## REQUIRED TASK
Convert the items below into a JSON list of strings, one string per line, starting at the very beginning and going on through the line with "Target: boot". Leave out any blank lines.

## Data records
----------

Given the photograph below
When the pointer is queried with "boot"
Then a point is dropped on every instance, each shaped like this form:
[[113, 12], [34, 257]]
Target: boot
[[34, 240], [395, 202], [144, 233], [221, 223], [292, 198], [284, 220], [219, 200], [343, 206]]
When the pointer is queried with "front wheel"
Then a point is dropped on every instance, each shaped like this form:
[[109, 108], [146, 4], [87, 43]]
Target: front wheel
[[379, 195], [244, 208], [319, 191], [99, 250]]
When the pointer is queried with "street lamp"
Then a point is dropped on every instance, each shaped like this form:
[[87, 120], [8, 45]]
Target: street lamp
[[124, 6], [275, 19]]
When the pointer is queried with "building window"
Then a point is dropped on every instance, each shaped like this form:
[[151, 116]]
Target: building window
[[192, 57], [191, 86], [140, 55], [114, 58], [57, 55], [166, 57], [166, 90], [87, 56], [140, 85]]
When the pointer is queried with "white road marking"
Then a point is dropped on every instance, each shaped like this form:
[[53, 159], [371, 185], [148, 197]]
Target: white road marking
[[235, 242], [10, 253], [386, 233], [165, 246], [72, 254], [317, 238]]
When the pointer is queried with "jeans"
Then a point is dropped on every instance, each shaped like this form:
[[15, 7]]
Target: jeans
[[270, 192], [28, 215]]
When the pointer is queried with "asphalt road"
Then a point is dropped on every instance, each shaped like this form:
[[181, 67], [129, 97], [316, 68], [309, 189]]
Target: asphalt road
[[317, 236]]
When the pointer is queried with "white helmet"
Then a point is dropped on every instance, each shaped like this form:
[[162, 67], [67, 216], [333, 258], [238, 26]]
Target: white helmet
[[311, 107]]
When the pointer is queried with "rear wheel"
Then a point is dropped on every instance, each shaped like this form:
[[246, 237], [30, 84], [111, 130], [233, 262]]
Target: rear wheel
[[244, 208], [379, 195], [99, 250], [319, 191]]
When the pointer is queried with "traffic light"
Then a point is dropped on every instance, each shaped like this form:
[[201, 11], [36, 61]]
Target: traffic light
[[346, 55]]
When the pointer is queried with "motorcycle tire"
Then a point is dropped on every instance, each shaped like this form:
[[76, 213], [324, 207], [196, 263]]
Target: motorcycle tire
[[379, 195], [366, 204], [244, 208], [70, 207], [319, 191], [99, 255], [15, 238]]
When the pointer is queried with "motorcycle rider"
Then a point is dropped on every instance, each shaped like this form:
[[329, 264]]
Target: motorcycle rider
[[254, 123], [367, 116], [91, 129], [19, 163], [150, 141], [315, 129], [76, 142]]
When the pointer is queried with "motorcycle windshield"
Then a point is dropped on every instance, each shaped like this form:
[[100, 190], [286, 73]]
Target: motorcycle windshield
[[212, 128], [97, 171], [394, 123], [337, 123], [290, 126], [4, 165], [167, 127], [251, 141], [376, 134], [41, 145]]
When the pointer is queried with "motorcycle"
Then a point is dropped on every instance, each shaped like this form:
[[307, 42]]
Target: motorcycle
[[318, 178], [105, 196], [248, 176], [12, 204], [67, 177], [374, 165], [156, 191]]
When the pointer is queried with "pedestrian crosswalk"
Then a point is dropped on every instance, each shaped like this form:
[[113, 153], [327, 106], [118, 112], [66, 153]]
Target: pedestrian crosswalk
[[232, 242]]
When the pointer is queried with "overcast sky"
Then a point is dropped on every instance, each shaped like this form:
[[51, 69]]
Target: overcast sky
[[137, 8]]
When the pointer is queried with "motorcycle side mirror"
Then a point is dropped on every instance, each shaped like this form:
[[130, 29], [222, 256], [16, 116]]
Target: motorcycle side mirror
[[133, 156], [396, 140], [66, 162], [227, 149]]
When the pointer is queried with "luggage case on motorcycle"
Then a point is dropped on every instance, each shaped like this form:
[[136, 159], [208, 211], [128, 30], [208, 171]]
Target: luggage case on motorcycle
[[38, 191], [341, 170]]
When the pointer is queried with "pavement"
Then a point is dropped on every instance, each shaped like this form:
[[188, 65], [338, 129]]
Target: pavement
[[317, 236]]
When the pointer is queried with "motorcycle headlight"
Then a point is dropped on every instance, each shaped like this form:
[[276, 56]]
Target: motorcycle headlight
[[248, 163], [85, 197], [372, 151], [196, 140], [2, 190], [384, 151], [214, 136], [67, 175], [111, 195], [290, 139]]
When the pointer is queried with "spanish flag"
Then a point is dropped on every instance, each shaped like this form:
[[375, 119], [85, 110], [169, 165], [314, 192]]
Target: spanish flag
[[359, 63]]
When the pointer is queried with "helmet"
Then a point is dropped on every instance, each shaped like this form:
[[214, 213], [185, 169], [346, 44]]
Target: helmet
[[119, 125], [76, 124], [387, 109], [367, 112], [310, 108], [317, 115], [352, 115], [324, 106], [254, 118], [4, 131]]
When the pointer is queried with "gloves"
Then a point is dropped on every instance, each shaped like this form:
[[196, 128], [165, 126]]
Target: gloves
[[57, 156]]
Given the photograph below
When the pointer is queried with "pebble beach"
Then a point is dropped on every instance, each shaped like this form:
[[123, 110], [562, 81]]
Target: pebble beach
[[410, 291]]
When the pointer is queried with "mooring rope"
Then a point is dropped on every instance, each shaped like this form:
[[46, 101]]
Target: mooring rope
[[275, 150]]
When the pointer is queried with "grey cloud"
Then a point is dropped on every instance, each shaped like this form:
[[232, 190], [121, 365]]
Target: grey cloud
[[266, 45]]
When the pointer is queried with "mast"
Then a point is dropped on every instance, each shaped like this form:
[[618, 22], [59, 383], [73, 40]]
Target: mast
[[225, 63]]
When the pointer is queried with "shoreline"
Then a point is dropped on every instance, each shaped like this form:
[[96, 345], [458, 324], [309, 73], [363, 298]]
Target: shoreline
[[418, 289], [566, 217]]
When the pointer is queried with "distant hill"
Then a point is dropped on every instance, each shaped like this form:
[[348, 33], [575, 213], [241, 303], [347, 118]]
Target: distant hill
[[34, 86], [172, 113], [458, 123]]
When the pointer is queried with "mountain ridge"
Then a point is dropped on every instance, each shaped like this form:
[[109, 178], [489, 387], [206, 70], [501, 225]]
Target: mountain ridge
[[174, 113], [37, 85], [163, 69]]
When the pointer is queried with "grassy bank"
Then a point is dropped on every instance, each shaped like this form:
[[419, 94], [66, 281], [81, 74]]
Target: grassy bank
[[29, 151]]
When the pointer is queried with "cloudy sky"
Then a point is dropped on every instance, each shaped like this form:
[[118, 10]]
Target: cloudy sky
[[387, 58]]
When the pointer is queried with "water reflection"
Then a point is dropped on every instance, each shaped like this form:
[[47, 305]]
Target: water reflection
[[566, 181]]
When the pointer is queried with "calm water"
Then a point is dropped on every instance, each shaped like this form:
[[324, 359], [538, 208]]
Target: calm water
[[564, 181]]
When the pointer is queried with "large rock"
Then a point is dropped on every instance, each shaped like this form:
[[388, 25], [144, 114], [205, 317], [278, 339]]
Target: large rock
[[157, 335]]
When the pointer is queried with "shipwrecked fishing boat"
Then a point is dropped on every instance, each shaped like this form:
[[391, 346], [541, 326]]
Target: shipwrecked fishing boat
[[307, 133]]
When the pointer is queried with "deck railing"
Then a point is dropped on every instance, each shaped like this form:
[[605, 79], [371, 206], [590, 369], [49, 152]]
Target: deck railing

----------

## THE OUTPUT
[
  "Given the photograph below",
  "When the pointer is queried with \"boot\"",
  "Then a point is dropped on every instance, each shaped like this form:",
  "[[113, 12], [34, 257]]",
  "Target: boot"
]